::: Task input :::

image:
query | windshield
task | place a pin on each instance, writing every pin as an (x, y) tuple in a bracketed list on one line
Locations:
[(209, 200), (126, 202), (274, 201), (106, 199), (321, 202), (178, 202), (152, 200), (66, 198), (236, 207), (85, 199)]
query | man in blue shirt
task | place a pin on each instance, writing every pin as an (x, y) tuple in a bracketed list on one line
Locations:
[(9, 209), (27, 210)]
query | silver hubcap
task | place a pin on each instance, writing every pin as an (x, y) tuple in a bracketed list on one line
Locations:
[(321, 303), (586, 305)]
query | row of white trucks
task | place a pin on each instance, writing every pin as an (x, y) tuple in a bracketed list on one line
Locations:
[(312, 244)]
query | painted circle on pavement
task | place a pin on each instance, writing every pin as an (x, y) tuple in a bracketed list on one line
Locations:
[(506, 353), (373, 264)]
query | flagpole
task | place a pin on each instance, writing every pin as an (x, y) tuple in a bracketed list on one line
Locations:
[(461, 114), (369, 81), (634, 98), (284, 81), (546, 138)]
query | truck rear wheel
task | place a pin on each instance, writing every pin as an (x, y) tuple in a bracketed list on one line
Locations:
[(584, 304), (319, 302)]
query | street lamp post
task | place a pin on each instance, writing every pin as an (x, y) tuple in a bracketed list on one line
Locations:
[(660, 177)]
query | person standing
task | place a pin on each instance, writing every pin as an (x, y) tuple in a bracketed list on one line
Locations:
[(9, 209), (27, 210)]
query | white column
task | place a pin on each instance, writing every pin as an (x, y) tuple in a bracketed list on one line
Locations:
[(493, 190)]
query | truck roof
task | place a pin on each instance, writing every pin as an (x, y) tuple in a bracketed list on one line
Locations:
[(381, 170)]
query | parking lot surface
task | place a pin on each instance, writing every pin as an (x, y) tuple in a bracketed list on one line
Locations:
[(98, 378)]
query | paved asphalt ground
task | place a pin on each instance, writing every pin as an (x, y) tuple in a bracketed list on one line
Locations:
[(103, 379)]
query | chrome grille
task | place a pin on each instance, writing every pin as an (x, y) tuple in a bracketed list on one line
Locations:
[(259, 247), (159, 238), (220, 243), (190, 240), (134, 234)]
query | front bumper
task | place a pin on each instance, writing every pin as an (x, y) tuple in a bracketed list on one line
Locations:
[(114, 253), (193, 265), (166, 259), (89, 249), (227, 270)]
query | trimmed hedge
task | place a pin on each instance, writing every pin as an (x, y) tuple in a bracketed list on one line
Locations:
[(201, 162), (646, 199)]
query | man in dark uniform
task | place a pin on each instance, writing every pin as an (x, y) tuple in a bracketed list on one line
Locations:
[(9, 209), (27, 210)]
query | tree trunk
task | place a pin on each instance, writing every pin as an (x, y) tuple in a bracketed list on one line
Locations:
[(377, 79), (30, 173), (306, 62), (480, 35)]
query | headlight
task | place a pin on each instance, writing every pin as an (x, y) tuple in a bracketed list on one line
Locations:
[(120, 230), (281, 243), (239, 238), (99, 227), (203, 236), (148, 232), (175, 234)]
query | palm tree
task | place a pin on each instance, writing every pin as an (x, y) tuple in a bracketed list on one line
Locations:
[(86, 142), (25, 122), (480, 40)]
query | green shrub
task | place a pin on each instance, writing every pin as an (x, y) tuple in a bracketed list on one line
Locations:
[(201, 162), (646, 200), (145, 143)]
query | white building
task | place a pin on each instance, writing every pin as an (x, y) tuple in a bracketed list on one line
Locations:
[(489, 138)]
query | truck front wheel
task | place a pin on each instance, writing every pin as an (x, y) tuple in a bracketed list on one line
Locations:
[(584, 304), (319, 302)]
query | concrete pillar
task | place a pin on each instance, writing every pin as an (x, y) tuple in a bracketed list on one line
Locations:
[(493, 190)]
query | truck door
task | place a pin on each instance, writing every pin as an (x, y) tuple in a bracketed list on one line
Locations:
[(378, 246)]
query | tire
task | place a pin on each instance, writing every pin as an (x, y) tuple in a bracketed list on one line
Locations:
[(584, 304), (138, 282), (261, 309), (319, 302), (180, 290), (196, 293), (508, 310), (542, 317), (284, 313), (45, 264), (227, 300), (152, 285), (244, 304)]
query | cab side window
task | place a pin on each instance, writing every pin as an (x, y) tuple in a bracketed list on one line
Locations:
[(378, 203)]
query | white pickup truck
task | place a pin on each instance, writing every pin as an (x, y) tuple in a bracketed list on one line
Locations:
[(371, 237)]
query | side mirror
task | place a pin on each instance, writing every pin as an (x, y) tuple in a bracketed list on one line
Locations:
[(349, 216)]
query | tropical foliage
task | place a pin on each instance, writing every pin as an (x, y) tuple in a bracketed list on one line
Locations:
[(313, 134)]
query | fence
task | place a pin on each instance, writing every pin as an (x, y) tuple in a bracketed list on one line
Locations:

:::

◆ Aim: Rewrite everything in the data from the line containing "query | palm tree" down to the line containing "[(489, 138)]", replacing "green shrub" with "leafy bush" and leaving the rest unchanged.

◆ Exercise solution:
query | palm tree
task | place a pin on each instance, writing every pin as an (x, y) tuple in a bracketed list on one line
Locations:
[(86, 142), (25, 122), (480, 40)]
query | leafy bush
task | place a pin on each instance, writing every pin as an (x, y) tuple in a bracketed list on one line
Locations:
[(201, 162), (646, 200), (145, 143)]
query | white building
task | place a pin on each instance, writing every pin as an (x, y) tuple in a bracketed list on one line
Locations:
[(489, 138)]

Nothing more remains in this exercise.